- [TASK TO COMPLETE] Return the records in full, exactly as given.

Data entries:
▬▬▬▬▬▬

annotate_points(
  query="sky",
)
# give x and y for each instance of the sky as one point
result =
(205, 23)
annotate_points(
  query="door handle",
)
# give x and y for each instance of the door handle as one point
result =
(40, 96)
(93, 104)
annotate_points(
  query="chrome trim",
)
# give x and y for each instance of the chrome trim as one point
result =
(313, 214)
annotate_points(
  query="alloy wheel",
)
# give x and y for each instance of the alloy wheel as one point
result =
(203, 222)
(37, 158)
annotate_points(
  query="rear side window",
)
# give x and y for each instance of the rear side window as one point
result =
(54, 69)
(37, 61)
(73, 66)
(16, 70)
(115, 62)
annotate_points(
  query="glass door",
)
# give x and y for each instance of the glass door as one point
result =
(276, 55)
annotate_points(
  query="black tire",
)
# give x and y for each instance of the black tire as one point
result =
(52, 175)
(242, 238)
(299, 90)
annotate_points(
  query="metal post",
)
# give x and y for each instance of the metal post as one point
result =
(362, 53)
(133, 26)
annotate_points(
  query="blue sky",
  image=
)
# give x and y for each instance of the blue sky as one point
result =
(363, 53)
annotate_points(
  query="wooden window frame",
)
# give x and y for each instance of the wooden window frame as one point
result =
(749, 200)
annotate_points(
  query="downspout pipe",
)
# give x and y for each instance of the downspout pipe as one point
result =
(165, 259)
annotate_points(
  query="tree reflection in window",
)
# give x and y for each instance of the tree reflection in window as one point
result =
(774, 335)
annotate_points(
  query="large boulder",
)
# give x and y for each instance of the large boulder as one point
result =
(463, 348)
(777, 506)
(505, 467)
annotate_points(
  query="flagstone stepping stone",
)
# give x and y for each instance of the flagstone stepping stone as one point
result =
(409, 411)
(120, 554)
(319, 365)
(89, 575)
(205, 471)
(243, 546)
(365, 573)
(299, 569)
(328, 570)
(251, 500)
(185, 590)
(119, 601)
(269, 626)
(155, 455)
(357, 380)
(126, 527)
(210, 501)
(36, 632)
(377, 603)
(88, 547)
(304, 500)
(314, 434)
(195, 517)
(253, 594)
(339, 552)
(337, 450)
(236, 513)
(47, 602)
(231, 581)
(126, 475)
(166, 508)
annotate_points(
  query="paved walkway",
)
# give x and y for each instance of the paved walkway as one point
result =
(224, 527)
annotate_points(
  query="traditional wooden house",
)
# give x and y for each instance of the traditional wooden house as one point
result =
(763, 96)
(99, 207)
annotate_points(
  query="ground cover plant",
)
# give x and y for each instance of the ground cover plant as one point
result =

▬▬▬▬▬▬

- [WRITTEN ANSWER]
annotate_points(
  query="sky",
)
# give x and y for each instance of the sky as one point
result =
(205, 23)
annotate_points(
  query="door handle",
)
# give x and y for each instance of the door handle as one point
result =
(40, 96)
(93, 104)
annotate_points(
  query="chrome trim",
)
# give x and y for each instance of the chrome trim as one point
result =
(313, 214)
annotate_points(
  query="alloy wheel",
)
# give x and y for each instance of the alloy wheel as one point
result =
(203, 222)
(37, 158)
annotate_points(
  query="rear side window",
)
# give x and y for each instance of the rear side window as one point
result =
(54, 69)
(37, 61)
(73, 66)
(16, 70)
(115, 62)
annotate_points(
  query="glass door",
)
# give x and y for each instance of the glass door as one point
result =
(276, 55)
annotate_points(
  query="black tire",
)
# give x and y for each instance of the black tire as one point
result =
(52, 175)
(242, 238)
(299, 90)
annotate_points(
  query="metal post",
)
# give x and y for each instance of the metal post as one point
result =
(362, 53)
(133, 26)
annotate_points(
  query="blue sky",
  image=
)
# give x and y for each instance of the blue sky as one point
result =
(363, 53)
annotate_points(
  query="wooden window frame",
)
# give x and y for each instance of the wooden window frame as one point
result =
(749, 200)
annotate_points(
  query="downspout pipe",
)
# give x and y for each instance of the downspout pipe as one point
result =
(165, 259)
annotate_points(
  query="tree reflection in window",
)
# give x and y for each instance of the tree reflection in window as one point
result =
(774, 335)
annotate_points(
  query="large boulder",
)
# give x and y for each instance of the large boulder as one point
result =
(463, 348)
(777, 506)
(505, 467)
annotate_points(
  query="flagstone stepping stone",
)
# give x and y for each instance of the flagstone stepping stone as one point
result =
(409, 411)
(120, 554)
(319, 365)
(89, 575)
(205, 471)
(243, 546)
(365, 573)
(299, 569)
(328, 570)
(251, 500)
(185, 590)
(119, 601)
(269, 626)
(155, 455)
(357, 380)
(126, 527)
(210, 501)
(36, 632)
(377, 603)
(88, 547)
(304, 500)
(314, 434)
(195, 517)
(253, 594)
(339, 552)
(337, 450)
(236, 513)
(47, 602)
(231, 581)
(126, 475)
(166, 508)
annotate_points(
  query="paved walkway",
)
# give x and y for each instance of the paved walkway as one point
result =
(224, 527)
annotate_points(
  query="traditional wooden house",
)
# give x and y for each instance of the traditional wooden house as one point
result =
(763, 96)
(99, 207)
annotate_points(
  query="ground cover plant",
)
# give x and y for each instance of the ground cover plant as one point
result =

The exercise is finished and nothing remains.